▶ Stated exercise
Print the listing below verbatim, with the pictures left out of your answer.

▶ Input for this task
-*-

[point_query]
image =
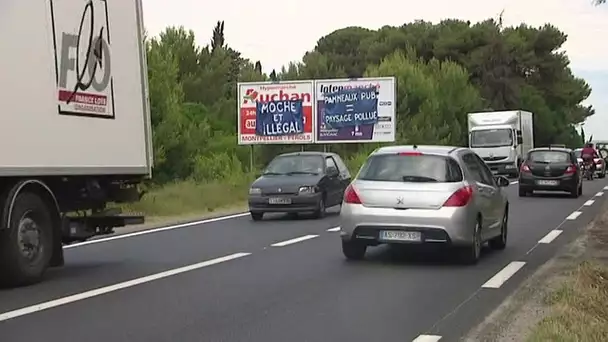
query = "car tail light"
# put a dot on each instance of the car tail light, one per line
(570, 170)
(460, 198)
(351, 196)
(409, 154)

-*-

▶ Written response
[point_query]
image =
query = "car tail light"
# put a dot on each instance of the car tail light, one per line
(570, 170)
(460, 198)
(351, 196)
(409, 154)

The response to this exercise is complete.